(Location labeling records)
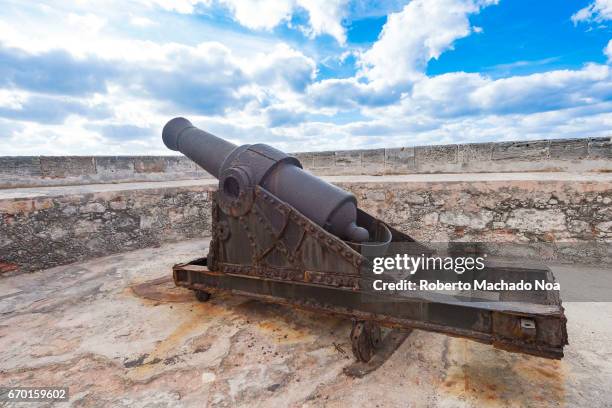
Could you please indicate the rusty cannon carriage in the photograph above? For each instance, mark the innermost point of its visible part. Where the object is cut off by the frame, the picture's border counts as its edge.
(280, 234)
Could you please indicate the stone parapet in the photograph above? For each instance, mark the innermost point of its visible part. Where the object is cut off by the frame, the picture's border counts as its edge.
(562, 217)
(557, 155)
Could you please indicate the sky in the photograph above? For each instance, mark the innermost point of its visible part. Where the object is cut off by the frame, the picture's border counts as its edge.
(84, 77)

== Task statement ==
Reproduce every row above word for word, leaving out the pictures.

== Written solution ==
Could you please indicate the rusty cannon carriage in the photograph above? For each instance, mark the innermost point of its visible part. Where the object is cut off by the frame, the picture's border counts as its edge.
(280, 234)
Could you please indicate the stone parapet in the photograph above? For each instance, mark the innermost point of its visible part. Where the object is cut off by the frame, the picture's border counts as its edge.
(562, 217)
(557, 155)
Could you please indicate the sky in the photograph above? For each instance, mark the innermost point of its visible part. Where the object is cut off by the frame, the picture's border counts as its edge.
(84, 77)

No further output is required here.